Copy the lines of this data exactly as they appear, from beginning to end.

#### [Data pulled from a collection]
****************

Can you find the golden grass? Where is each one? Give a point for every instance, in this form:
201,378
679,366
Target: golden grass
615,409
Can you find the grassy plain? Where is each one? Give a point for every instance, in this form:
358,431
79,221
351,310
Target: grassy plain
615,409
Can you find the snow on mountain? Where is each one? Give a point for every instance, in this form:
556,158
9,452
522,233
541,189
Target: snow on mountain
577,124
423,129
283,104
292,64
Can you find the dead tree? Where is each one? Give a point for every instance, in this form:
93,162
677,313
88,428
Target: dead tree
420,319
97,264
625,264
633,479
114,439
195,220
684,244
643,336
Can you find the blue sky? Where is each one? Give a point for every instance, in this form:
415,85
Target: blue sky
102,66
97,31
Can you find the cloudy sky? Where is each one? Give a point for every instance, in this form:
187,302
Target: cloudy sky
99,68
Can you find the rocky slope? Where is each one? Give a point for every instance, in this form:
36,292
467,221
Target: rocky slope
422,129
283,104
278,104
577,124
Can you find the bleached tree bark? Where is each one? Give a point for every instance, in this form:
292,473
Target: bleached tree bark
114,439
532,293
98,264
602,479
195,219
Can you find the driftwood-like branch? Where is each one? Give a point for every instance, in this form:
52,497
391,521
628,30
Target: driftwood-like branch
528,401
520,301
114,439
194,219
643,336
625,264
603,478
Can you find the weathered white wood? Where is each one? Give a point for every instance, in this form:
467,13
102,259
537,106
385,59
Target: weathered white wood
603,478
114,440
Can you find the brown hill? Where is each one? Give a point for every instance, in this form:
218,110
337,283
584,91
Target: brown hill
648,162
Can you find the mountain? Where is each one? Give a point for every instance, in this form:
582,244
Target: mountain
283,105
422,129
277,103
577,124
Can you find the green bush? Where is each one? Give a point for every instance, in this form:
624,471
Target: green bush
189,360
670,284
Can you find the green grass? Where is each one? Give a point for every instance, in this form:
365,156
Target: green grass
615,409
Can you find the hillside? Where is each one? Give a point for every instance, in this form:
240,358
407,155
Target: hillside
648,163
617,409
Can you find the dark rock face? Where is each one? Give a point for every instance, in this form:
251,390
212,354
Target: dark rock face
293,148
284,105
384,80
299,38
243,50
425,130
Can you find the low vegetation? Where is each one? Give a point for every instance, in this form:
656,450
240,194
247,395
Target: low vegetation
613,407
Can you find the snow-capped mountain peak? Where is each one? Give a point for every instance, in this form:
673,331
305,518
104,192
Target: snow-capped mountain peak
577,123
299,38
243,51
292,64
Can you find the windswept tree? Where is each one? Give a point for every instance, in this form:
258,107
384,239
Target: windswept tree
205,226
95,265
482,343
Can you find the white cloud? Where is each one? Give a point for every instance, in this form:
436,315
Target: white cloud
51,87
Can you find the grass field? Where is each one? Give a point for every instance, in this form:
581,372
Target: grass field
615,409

****************

#### [Task response]
Can you find the golden grass? Where is each one? Give a point for every instance, in this form:
201,378
679,366
Target: golden grass
615,409
Can you find the grassy plain? Where is each one? Give a point for every instance, in this form:
358,431
79,221
351,310
Target: grassy plain
615,409
Can you find the snow on mountain? Where is each one? Give a point for every instance, in this form:
556,158
9,452
522,233
541,189
Target: snow on mountain
577,124
423,129
283,104
292,64
Can you find the dead tree? Where is each one? Give a point for every instance, in this form:
93,162
677,313
88,428
Target: dead tree
420,319
97,264
625,264
633,479
114,439
195,220
684,244
643,336
Can you find the blue sky? Where is each one? Give a point for every instance, in this form:
415,85
Target: blue sky
102,66
97,31
Can you find the cloudy sky? Where is each one? Give a point for every instance, in this form:
187,302
Target: cloudy sky
99,68
Can you find the rocky slope? Where is each one? Give a point for every instance, in this form:
36,292
467,221
Target: rocky slope
422,129
283,104
278,104
577,124
Can you find the bleached tree bark? Where is each one? Give a point for every instance, in this form:
292,473
Target: bleached tree bark
114,439
532,293
98,264
602,479
195,219
Can you find the driftwood-like branch? Where is each one? Give a point for every instance, in this form:
52,497
391,521
628,30
Target: driftwood-like branch
528,401
520,301
114,439
194,219
643,336
625,264
603,478
Can you find the weathered white wood? Where is each one? Give a point for every instance, in this form:
467,13
102,259
537,106
385,59
Target: weathered white wood
603,478
114,440
Can you find the brown hill? Where is each one? Give a point for every instance, in this form:
218,110
337,283
584,91
Target: brown hill
648,162
Can you find the mountain? Where is each one? Give a point for every instance, in this form:
582,244
Target: mountain
283,105
422,129
277,103
577,124
Can you find the green bush? Where is each one? Give a point for every instance, in this form:
624,471
Target: green bush
189,360
670,284
Can you find the green grass? Where is each one? Give a point for every instance, in this form:
365,156
Target: green grass
615,409
Can you find the hillside? Where is each one? Give a point for every instance, in this form:
240,358
407,155
Target: hillside
648,163
617,409
Can you find the dark rock face? Where is each one? Give a point for every instance, in this form:
251,390
212,354
Target: dark rock face
293,148
284,105
384,80
299,38
243,50
425,130
Can you find the low vegetation? Where is each one? Give a point for every instance, in this form:
656,450
240,194
247,395
Target: low vegetation
613,407
Can you find the snow-capped mountain peak? Where is each one? Give a point for every instance, in this form:
673,331
305,518
104,192
Target: snow-capped mountain peak
577,123
299,38
243,51
292,64
Can you find the windswept tree? Where is each one? Give a point for every instance, in this form:
258,107
384,239
Target: windswept tree
205,226
95,265
482,343
Can you find the white cloud? Where is each one? Give a point for every instance, in this form:
436,315
Target: white cloud
51,87
Can you find the grass field? Where is each one? Give a point for every instance, in this form:
581,372
Target: grass field
615,409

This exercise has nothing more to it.